• [DIRECTIONS FOR THIS TASK]:
Rewrite the lines below, changing "one marker per instance" to "a single marker for each" wherever it occurs and leaving everything else unchanged.

• [EXTRACTED INFORMATION]:
● ● ●
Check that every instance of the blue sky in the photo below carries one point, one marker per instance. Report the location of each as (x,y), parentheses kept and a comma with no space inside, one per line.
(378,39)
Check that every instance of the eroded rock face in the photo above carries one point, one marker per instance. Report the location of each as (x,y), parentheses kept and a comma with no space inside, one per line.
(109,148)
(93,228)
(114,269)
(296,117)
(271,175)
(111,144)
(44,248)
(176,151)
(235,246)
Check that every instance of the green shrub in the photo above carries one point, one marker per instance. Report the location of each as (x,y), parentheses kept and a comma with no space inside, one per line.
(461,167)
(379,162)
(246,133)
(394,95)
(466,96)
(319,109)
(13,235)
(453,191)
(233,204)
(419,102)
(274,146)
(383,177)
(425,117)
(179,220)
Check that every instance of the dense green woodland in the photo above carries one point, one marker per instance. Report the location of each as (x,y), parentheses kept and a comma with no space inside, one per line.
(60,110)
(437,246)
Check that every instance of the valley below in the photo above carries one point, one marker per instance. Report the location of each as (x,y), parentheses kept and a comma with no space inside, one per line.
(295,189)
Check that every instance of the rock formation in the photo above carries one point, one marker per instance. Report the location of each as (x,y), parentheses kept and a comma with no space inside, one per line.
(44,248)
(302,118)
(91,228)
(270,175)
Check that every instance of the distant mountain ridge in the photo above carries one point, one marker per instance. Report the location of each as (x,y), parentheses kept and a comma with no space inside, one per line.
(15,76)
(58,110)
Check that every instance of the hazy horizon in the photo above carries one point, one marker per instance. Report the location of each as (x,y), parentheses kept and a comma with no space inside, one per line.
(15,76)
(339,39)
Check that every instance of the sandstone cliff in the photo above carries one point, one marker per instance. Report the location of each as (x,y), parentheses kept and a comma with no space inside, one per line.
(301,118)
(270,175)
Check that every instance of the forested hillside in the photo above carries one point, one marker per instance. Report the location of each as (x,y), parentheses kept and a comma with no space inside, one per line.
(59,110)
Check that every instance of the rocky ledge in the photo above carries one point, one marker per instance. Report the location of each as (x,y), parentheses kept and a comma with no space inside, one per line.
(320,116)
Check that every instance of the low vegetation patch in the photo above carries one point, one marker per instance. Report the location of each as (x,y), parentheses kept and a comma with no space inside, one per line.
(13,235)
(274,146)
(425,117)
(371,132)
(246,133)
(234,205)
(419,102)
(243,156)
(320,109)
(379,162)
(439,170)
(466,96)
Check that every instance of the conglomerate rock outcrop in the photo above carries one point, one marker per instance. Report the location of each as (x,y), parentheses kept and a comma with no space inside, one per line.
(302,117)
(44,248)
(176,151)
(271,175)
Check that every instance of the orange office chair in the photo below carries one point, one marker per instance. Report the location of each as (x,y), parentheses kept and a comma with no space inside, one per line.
● ● ●
• [THE SOLUTION]:
Check that every instance of the blue sky in the photo below carries one point, a single marker for each. Report the location of each as (x,y), parentheses kept and a comma with no space inside, one per line.
(378,39)
Check that every instance of the eroded rock face in the photo above carries one point, a single marker for each. Report the location of each as (x,y), parentheses kept and a comma with no space inside, one per line.
(109,148)
(93,228)
(114,269)
(296,117)
(271,175)
(111,144)
(44,248)
(176,151)
(235,246)
Check that every instance of the green shrub in the photo above carries one point, a single marker for each. Report the location of each as (x,y), parentheses kept and a comma with no space inside, one per line.
(461,167)
(379,162)
(246,133)
(394,95)
(466,96)
(319,109)
(13,235)
(453,191)
(233,204)
(419,102)
(274,146)
(383,177)
(425,117)
(179,220)
Check that every instance of the dense green woodland in the photo above carries one point, a single marker for each. Report the location of each as (x,y), parentheses kept and a comma with no space inside, one per line.
(60,110)
(437,246)
Check that every instance of the valley below in the photo above carries one point, a single marker for each. Report the location of each as (x,y), parentheses kept and a comma with no space inside, one per line.
(295,189)
Check that every instance of the rock formation in the photo above carries one point, a single marker for each. Report the location of each as (x,y), parentheses kept and a comma with no space inside, one per line.
(44,248)
(302,118)
(91,228)
(270,175)
Check that every instance of the distant mountain ridge in the photo above carries one point, a single marker for each. Report the location of each as (x,y), parentheses kept and a comma with no space inside, one per line.
(15,76)
(58,110)
Check that every instance of the hazy horizon in the photo above carries one point, a single marker for each. Report the location of each as (x,y), parentheses kept and a comma with no space inside, one per line.
(15,76)
(339,39)
Check that every instance of the sandstone cliff in the photo above carries one point, a single marker for each. Report the location of each as (x,y), parentheses kept and a comma with no space inside, one per line.
(301,118)
(270,175)
Check that every instance of the forested hillside in the photo above carries one point, a single marker for each. Report the location of each as (x,y), parentheses kept and a comma with no space inside, one per line.
(59,110)
Check that every instance of the rocky ledge in the photo above carries one point, a single marker for each. Report the location of each as (x,y), parentheses kept and a comma with no space inside, one per line.
(320,116)
Check that every instance of the low vegetation patch in the photo above carries one point, a single marker for each. Report the location of each as (x,y), parentheses kept and a comma with no space inside, one per line.
(13,235)
(274,146)
(425,117)
(371,132)
(246,133)
(234,205)
(419,102)
(243,156)
(320,109)
(379,162)
(439,170)
(466,96)
Check that every instance of the conglomerate rock outcrop in the photo above carries one point, a single marker for each. Report the location of each as (x,y), parentheses kept and a comma with no space inside, one per line.
(302,117)
(44,248)
(176,151)
(271,175)
Check that every instance of the orange office chair in the photo below carries one point, a single marker for each. Report the location of each as (x,y), parentheses kept and a comma with no space inside, one per line.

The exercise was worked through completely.